Format all of the following material as a numbered list, leaving out any blank lines.
========
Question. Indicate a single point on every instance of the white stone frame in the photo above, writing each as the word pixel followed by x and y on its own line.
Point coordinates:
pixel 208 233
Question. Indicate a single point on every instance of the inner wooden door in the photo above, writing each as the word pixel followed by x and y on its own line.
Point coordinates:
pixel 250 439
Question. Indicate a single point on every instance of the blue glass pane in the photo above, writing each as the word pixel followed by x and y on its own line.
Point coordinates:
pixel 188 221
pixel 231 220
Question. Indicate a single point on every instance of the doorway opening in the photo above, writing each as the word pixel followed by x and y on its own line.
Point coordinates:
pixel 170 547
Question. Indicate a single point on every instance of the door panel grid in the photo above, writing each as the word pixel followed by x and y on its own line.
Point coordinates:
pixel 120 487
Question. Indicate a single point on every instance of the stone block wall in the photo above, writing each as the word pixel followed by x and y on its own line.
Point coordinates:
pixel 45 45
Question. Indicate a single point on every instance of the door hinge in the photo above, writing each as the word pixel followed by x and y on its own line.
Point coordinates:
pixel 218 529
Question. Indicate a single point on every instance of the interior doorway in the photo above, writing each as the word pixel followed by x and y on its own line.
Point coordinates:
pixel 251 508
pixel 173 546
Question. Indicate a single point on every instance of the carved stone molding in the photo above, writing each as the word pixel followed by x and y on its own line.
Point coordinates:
========
• [Finished answer]:
1. Question. Indicate a single point on every instance of the white stone frame in the photo above, writing each as the word pixel followed by x and y on its own line.
2. Point coordinates:
3. pixel 208 233
4. Question. Indicate a single point on every instance of the inner wooden door in the photo above, writing each as the word pixel followed by x and y on its own line.
5. Point coordinates:
6. pixel 250 439
7. Question. Indicate a single point on every instance of the blue glass pane in the photo above, writing each as the word pixel followed by x and y on its own line.
8. Point coordinates:
9. pixel 188 221
10. pixel 231 220
11. Question. Indicate a single point on every instance of the doorway opening in the photo above, writing each as the word pixel followed by x and y on its own line.
12. Point coordinates:
13. pixel 170 547
14. Question. Indicate a single point on every instance of the door panel grid in the photo above, writing each as the word pixel followed by x and y on its own line.
15. Point coordinates:
16. pixel 120 487
17. Question. Indicate a single point on every instance of the stone block wall in the photo above, writing each as the word pixel followed by x and y on its own line.
18. Point coordinates:
19. pixel 45 45
20. Question. Indicate a single point on every instance of the door hinge in the photo above, writing each as the word pixel followed by x and y on its own line.
21. Point coordinates:
22. pixel 218 529
23. Question. Indicate a single point on every instance of the interior doorway in the photo above, writing each as the word pixel followed by x and y on its own line.
24. Point coordinates:
25. pixel 251 508
26. pixel 173 546
27. Question. Indicate a single point on every instance of the carved stone molding in the photo above, writing each as the word pixel followed by x and y on its own line.
28. Point coordinates:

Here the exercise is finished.